**FRAGMENTO PARA LEER**
###

Dentro de este ámbito tampoco se pueden obviar la presencia de fuerzas contrainiciáticas de origen demoníaco, que como dice Duguin citando a Guénon, actúan tras las formas herméticas, como es el caso de la masonería y formas actualizadas de rosacrucismo y alquimia además de otras corrientes pseudoespirituales propias del siglo XIX como ocultismos, teosofía u otras formas que nos remiten directamente a prácticas satánicas, como aquellas promocionadas por Aleister Crowley. Especial mención merece el caso del cosmismo ruso que actuó a la sombra de las corrientes bolcheviques prerrevolucionarias, y que se caracterizó por su irracionalismo anárquico y degradación demoníaca.
Por último, y dentro de la lógica escatológica que recorre toda la obra, Estados Unidos representa el reverso invertido de la desaparecida Atlántida, su prolongación negativa. Vendría a ser una representación similar al Hades griego o el Sheol hebreo. El descubrimiento de América se convierte en una fatalidad para Europa y el espacio euroasiático en general. Los elementos típicos de la escatología americana la vemos especialmente a través del Nuevo Orden Mundial y el mesianismo que viene expresado de mano de sus padres-fundadores y de raíz neoprotestante, que ve en Estados Unidos la nueva tierra prometida, una especie de Nueva Jerusalén.

###

**TAREAS ESCRITAS**
A) Responde a estas preguntas sobre el fragmento para leer:
(i) ¿Qué corriente actuó a la sombra de las corrientes bolcheviques prerrevolucionarias?
(ii) ¿De qué tierra desaparecida es Estados Unidos el reverso invertido?
(iii) ¿Con qué dos lugares se compara esa representación de Estados Unidos?
B) ¿Puedes continuar el fragmento sobre las fuerzas contrainiciáticas y la escatología americana a partir de su última oración?

###

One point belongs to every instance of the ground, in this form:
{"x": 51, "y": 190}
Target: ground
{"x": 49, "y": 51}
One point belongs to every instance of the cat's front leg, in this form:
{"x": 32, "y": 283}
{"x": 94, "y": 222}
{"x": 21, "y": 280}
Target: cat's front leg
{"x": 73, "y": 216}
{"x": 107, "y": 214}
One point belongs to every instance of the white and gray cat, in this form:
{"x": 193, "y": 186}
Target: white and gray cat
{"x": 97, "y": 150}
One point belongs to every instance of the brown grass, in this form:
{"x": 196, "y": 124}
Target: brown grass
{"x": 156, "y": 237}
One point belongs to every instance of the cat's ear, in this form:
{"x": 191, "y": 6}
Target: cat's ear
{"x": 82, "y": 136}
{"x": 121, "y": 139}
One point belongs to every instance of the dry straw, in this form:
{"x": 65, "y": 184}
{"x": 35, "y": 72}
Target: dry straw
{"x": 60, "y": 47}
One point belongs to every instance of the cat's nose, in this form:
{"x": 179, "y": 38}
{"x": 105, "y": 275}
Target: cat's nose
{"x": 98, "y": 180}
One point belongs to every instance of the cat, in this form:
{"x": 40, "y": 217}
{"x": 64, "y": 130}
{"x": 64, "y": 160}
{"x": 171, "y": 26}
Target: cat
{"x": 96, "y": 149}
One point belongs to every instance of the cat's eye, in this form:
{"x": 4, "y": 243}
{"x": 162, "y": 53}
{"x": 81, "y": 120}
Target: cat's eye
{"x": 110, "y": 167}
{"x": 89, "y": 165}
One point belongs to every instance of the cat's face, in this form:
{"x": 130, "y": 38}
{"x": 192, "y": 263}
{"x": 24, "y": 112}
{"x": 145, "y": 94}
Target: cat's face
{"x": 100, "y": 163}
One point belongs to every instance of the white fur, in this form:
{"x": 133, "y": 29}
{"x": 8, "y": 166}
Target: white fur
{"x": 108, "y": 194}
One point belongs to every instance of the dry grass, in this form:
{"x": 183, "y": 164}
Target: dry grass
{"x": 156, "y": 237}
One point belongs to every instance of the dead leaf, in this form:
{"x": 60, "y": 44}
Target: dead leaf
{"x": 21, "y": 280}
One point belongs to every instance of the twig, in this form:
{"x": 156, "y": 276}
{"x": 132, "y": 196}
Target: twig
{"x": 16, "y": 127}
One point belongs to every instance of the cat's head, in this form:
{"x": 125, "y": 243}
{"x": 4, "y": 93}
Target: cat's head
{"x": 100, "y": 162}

###

**RESPUESTAS POR TAREA**
A)
(i) El cosmismo ruso.
(ii) De la Atlántida.
(iii) Con el Hades griego y el Sheol hebreo.

B)
El final de los tiempos y la Segunda Venida de Cristo es la idea que sirve de cierre a esta apasionante obra, y que de algún modo, no ve en el final del comunismo, cuyo triunfo y caída venía contenido en las profecías de Nostradamus y la propia escatología de la historia sagrada, ni en el triunfo absoluto del capitalismo, que nada tiene que ver con su forma clásica y más antigua que representaba los intereses de la casta de los mercaderes, sino que se ha acabado transformando en otra cosa bajo las formas financieras y bancarias que dominan el mundo, y que junto al descenso representado por la cuarta casta durante la «Era Proletaria», preconizaron un descenso todavía más terrible y catastrófico hacia formas subhumanas más informes y caóticas.